(Passage provided)

I was hoping someone can help me out here.
I am planning to perform SDS-PAGE against whole cell lysates (mammalian cels) in order to determine my target protein.
Unfortunately, there is one thing that i need to clear before i can perform the experiment.
The protein that i am working with forms monomers within the cytoplasm but upon ligand binding, it dimerizes and is translocated into the nucleus.
By just treating my cells with the SDS loading buffer, would it be sufficient to lyse both the cell membrane and the nucleus membrane, thus allowing proteins from both the nucleus and cytoplasm to be analyzed? or would it be necessary for me to extract the nucleus from the cytoplasm fraction and analyze the fractions separately?

Thank you in advance.

-Tetmo-

hi

you are right...SDS will take care of lysing both membranes...you can stick on to that..good luck

-transposon9-

better is to subfractionize the cell in membrane fraction and nucleus;

of whole lysate you cannot assign the polypeptides to the subfraction;


are you sure that after separation by SDS-PAGE dimers are still dimerized? better to use native PAGE if it is not the case...

-The Bearer-

Thanks very much.

I am not really interested in subfractioning my samples cause i already know where they localize within the cell before and after dimerization.
i was just curious whether SDS would take care and lyse both the cellular and nucleic membrane.

In the case of dimerization, i am not very sure.
I have read in the topics within the forum regarding native-PAGE but i understand that its difficult to actually tell the real size of my target protein.
Although i mentioned that the protein exists as a monomer prior to dimerization, but as a monomer, it binds to other proteins (to form a complex) to maintain their stability within the cytoplasm.
I don't really know the size of the monomer complex, so i can't really tell whether its my target protein or not.
That is why i though that SDS-PAGE would be the most effective way to determine my protein dimerization.

To look at dimerization via SDS-PAGE, I came up with some thoughts including:
1. Removing the sulfide bond treatment agents such as BME or DTT within my sample buffer.
2. Not to boil my samples as not to break the Van-der Waals bonds among the dimers.

I've actually not tried them out yet but hope to get some results out soon.
Any additional suggestions would help.

Anyway, thanks again for the advice.
I'll try working it out and see whether i get any promising results.

(End Passage provided)
(Information given)

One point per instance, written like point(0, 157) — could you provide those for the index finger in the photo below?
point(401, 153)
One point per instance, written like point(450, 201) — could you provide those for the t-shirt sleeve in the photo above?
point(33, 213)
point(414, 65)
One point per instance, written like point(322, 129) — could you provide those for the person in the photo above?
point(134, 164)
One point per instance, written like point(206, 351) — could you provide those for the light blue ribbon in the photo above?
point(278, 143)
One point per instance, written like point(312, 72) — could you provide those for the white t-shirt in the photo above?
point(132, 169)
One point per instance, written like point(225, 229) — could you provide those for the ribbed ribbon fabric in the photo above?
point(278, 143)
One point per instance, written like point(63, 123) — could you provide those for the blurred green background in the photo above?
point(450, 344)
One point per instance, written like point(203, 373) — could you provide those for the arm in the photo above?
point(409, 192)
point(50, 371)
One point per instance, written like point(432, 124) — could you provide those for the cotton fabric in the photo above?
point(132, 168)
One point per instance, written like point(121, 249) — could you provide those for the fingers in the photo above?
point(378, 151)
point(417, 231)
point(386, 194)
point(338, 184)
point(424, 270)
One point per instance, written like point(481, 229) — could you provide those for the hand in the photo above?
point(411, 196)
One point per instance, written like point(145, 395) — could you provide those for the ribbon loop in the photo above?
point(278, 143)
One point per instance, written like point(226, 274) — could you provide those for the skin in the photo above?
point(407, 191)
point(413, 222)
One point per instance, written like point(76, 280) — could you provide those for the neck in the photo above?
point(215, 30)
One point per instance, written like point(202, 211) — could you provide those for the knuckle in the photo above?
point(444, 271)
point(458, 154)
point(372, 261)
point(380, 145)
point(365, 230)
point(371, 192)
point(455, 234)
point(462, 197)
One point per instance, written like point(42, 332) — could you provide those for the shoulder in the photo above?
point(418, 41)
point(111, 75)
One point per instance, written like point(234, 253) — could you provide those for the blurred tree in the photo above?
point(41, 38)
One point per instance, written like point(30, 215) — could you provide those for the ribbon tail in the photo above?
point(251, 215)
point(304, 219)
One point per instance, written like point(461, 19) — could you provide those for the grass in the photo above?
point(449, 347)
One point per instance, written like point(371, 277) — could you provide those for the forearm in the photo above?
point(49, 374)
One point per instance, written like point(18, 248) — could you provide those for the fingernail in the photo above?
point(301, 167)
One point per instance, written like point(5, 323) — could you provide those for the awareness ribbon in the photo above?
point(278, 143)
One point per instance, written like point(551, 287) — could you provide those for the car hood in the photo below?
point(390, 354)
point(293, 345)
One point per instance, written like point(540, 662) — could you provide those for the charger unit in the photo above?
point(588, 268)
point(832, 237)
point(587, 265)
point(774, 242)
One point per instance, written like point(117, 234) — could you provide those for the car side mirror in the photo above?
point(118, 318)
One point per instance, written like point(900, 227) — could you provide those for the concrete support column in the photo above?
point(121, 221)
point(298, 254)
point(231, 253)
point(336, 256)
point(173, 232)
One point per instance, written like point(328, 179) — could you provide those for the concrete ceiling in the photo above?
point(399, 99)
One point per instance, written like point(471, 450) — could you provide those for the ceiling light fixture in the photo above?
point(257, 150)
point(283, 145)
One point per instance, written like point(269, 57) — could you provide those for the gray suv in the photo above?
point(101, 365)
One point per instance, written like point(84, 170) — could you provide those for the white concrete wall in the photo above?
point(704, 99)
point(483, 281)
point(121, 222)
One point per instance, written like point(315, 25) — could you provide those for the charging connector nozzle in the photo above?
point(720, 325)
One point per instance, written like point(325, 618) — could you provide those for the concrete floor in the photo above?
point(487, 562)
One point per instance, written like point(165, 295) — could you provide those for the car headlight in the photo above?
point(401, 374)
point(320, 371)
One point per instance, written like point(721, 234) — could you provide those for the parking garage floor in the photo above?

(End Information given)

What to produce. Write out the SDS-PAGE forum discussion from "Thanks very much." to "protein or not.", changing "monomer" to "subunit".

Response for this exercise.
Thanks very much.

I am not really interested in subfractioning my samples cause i already know where they localize within the cell before and after dimerization.
i was just curious whether SDS would take care and lyse both the cellular and nucleic membrane.

In the case of dimerization, i am not very sure.
I have read in the topics within the forum regarding native-PAGE but i understand that its difficult to actually tell the real size of my target protein.
Although i mentioned that the protein exists as a subunit prior to dimerization, but as a subunit, it binds to other proteins (to form a complex) to maintain their stability within the cytoplasm.
I don't really know the size of the subunit complex, so i can't really tell whether its my target protein or not.